Work required: Would you please restate all of the data exactly?

Task material:
================================

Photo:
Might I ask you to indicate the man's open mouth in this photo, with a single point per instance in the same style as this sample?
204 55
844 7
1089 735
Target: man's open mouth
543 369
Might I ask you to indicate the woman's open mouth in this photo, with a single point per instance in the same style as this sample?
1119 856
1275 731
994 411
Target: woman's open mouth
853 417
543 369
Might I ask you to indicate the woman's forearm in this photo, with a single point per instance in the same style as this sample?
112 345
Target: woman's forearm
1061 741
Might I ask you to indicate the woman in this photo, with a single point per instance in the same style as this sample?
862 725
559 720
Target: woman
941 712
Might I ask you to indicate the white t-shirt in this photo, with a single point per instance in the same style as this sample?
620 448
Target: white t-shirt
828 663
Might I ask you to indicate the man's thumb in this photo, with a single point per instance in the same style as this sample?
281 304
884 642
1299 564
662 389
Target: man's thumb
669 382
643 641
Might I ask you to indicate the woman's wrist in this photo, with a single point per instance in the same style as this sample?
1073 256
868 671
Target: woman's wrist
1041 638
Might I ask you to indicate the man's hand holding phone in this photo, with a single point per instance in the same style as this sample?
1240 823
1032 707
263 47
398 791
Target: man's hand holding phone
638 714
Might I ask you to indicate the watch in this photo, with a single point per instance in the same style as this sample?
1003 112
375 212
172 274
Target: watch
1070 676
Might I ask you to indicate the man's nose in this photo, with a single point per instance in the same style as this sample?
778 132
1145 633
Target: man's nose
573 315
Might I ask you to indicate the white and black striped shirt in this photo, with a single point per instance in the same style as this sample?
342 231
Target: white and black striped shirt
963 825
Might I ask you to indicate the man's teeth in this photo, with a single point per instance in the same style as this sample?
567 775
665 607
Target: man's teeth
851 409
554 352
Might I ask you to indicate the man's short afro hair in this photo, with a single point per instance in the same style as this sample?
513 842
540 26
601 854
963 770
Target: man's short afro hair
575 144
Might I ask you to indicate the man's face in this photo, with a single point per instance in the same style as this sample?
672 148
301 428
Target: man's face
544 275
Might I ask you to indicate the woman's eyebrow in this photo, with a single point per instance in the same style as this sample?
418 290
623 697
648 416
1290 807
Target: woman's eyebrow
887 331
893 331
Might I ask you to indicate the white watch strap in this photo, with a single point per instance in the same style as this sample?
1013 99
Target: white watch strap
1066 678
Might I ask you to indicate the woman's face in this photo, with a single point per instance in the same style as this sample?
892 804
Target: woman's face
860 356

================================

Solution to this task:
Photo:
Might I ask you to indicate the man's open mouth in this photo, with a single point per instance in the same style as this sample?
204 55
844 7
1089 735
Target: man's open mouth
543 369
Might I ask you to indicate the woman's open mouth in this photo, with a single point per instance in the same style as this sample?
1119 856
1275 731
994 411
Target: woman's open mouth
853 417
543 369
Might I ask you to indicate the woman's forearm in this photo, with a single point per instance in the same style as this sample?
112 345
Target: woman's forearm
1061 741
Might I ask you to indicate the woman in this photo, with a single point per instance in the same style as this sample?
862 725
559 720
Target: woman
941 712
Might I ask you to indicate the white t-shirt in this photo, with a single point per instance in the same style as this sample?
620 448
Target: white t-shirt
828 663
Might I ask you to indicate the man's thumb in this photo, with a single point per instance in the same style as this sample?
281 304
884 642
1299 564
662 389
Target: man's thumb
669 382
643 641
Might I ask you to indicate the woman's wrist in this photo, with a single point per instance in the same style as this sample?
1073 256
868 671
Target: woman's wrist
1041 638
Might I ask you to indicate the man's hand holding phone in this photo, with a single point per instance in the same style as this sample?
1240 823
1032 707
263 47
398 791
Target: man's hand holding phone
638 714
Might I ask you to indicate the watch in this photo, with a single point per instance in the same style as this sample?
1003 112
375 212
172 274
Target: watch
1070 676
Might I ask you to indicate the man's nose in this photo, with a single point per instance in the same style as this sample?
778 132
1145 633
Target: man's nose
573 315
Might I ask you to indicate the white and black striped shirt in this photo, with a single point per instance in the same style as this sample?
342 231
Target: white and black striped shirt
963 825
Might I ask you to indicate the man's teeth in this photo, with a single point per instance in the same style as this sample?
567 775
665 607
Target: man's teeth
851 409
554 352
Might I ask you to indicate the man's short afro hair in this photo, with a single point per instance in the same style as this sample?
513 842
540 26
601 854
963 770
Target: man's short afro hair
575 144
Might I ask you to indicate the man's face in this photo, with a single point per instance in the same style as this sample?
672 148
301 428
Target: man's face
544 275
Might I ask you to indicate the woman's eyebrow in this photo, with a single point per instance in the same style as this sample?
418 290
623 697
648 416
1290 807
Target: woman's eyebrow
887 331
893 331
Might I ask you to indicate the white watch strap in this photo, with a single point per instance in the same style as this sample?
1013 99
Target: white watch strap
1066 678
Might I ask you to indicate the woman's face in this photo, with a single point per instance in the same style as this sample?
892 804
Target: woman's face
860 356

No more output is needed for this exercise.